§ **Task directions**
A single number is the whole answer: the tally of lines in the data below that include the word "holding".

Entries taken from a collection
== Segment start ==
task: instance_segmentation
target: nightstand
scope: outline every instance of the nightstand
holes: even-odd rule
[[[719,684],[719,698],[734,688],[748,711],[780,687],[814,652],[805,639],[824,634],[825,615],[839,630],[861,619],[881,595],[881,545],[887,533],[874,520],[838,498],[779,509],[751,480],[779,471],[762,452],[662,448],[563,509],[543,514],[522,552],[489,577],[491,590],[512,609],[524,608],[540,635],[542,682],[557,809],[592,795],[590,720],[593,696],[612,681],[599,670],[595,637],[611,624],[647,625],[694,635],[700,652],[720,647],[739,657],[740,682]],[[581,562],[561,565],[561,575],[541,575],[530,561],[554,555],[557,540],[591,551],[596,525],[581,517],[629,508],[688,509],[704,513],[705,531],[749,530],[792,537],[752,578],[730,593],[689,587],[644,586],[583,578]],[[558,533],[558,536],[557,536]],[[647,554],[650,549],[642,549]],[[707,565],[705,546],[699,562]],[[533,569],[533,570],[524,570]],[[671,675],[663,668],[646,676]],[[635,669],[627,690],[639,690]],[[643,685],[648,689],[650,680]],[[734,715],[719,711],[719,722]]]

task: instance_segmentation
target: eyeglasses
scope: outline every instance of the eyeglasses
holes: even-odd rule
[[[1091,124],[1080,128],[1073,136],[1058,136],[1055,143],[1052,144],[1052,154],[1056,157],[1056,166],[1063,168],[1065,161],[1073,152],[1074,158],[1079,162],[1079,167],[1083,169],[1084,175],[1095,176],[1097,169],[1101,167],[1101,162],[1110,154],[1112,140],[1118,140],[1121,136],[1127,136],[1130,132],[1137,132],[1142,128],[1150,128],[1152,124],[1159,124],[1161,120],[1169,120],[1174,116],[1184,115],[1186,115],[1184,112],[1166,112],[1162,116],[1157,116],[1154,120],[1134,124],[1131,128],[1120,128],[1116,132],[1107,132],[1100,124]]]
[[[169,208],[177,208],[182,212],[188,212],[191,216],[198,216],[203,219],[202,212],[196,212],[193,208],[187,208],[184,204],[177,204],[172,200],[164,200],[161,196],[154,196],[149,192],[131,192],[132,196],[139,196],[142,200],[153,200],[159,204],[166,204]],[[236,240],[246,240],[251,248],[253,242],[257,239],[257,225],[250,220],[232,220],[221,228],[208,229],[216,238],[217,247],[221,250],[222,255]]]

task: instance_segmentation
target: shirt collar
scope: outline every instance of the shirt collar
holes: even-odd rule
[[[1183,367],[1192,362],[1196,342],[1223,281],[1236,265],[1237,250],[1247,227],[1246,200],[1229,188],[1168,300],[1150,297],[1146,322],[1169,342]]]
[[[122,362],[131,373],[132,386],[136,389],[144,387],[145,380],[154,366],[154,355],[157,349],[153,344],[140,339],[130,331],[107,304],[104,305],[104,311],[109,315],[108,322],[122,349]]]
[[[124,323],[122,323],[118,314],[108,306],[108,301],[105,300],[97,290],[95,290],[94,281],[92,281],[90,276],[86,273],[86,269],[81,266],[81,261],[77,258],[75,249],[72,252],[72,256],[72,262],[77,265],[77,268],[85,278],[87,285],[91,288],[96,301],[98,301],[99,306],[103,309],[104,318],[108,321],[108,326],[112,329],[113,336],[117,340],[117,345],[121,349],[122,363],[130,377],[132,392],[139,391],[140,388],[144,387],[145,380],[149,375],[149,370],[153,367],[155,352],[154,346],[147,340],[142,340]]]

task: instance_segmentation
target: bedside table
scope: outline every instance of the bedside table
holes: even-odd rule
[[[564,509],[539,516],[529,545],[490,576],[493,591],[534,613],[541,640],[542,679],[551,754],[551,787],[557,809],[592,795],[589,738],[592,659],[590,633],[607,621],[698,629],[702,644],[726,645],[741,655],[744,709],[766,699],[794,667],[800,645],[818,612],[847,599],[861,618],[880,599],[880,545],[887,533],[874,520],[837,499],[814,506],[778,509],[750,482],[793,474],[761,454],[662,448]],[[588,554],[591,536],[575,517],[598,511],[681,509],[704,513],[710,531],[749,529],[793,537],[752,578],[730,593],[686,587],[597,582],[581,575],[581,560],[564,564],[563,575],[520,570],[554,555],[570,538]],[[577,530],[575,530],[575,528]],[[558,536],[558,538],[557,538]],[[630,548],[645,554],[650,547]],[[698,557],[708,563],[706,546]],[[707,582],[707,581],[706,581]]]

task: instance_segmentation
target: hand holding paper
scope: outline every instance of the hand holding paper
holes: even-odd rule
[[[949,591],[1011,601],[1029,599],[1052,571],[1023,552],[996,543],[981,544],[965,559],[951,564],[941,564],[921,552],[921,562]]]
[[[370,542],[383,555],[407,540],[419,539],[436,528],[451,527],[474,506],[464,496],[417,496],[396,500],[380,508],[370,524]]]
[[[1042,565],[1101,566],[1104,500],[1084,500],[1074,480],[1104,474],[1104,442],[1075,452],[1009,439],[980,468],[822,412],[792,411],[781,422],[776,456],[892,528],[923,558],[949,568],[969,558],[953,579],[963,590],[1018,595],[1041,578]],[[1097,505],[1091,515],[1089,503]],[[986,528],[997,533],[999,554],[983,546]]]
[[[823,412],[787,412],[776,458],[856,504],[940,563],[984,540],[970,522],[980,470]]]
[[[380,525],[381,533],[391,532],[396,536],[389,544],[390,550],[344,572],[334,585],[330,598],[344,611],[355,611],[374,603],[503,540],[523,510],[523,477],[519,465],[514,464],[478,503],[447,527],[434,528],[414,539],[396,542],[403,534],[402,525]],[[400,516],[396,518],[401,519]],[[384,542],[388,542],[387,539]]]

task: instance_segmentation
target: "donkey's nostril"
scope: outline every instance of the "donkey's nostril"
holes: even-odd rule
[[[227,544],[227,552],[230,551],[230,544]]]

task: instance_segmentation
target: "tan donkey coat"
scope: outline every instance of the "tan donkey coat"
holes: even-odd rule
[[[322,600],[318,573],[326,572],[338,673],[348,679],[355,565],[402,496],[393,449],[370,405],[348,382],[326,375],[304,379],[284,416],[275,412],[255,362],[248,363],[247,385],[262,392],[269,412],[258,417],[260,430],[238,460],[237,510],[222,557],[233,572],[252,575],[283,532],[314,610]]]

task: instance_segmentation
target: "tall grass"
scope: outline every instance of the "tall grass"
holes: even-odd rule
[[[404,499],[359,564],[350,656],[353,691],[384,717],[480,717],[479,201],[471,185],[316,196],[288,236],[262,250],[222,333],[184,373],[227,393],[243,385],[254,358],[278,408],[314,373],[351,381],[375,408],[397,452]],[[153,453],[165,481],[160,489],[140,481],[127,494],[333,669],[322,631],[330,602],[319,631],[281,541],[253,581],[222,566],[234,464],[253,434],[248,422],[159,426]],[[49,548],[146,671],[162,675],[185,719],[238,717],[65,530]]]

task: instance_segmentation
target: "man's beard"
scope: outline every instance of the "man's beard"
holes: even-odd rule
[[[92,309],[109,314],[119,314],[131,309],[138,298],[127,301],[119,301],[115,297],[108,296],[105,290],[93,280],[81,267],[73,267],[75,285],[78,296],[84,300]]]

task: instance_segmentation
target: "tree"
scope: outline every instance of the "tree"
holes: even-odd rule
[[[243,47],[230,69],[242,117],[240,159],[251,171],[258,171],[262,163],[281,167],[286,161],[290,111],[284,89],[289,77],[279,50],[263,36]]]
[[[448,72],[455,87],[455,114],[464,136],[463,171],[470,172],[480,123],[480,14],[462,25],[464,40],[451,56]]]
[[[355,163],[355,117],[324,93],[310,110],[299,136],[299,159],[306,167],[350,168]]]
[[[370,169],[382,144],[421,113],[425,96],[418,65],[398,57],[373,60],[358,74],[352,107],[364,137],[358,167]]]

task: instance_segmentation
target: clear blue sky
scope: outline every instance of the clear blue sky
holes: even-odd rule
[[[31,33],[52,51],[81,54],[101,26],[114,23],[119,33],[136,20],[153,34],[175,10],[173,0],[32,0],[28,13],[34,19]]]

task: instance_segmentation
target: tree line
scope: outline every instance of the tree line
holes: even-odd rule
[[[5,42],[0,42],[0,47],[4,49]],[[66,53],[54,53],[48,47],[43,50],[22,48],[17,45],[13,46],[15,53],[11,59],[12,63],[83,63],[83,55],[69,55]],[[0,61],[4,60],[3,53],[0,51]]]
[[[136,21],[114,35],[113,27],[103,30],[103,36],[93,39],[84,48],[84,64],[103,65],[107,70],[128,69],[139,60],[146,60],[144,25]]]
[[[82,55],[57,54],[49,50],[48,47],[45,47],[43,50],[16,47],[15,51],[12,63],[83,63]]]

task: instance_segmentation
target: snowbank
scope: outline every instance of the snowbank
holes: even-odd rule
== Segment end ==
§ **Task answer**
2